● **Information provided**:
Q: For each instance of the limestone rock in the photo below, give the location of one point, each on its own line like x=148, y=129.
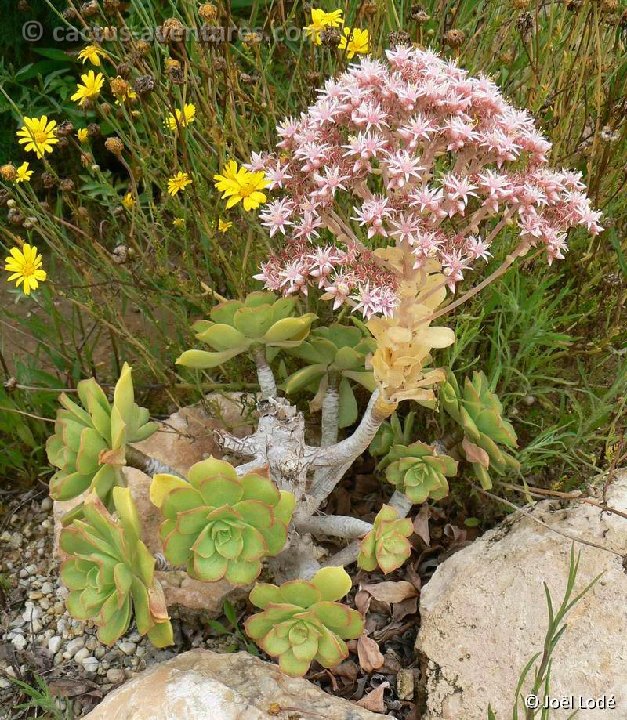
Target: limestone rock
* * *
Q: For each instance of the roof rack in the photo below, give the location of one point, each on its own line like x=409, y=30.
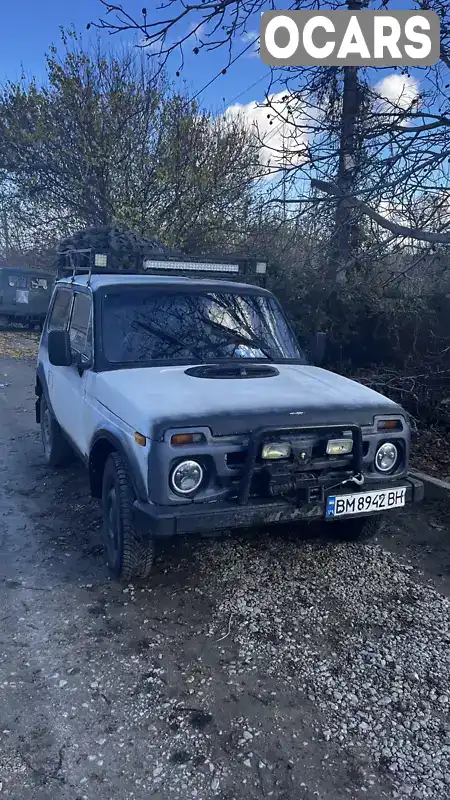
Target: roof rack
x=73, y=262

● **What to produce**:
Rescale the entries between the lines holding "Q: For each instance of the roof" and "x=73, y=262", inclusive, writing those lines out again with the requests kept and every point coordinate in the answers multiplied by 0.95 and rounded to the nearest whole number, halves up. Leave the numbers in the requests and their format samples unchanged, and omit the pictures.

● **Complete answer**:
Q: For each instance of the roof rack in the photo below, give the location of one point, each on its own line like x=409, y=30.
Target: roof rack
x=69, y=249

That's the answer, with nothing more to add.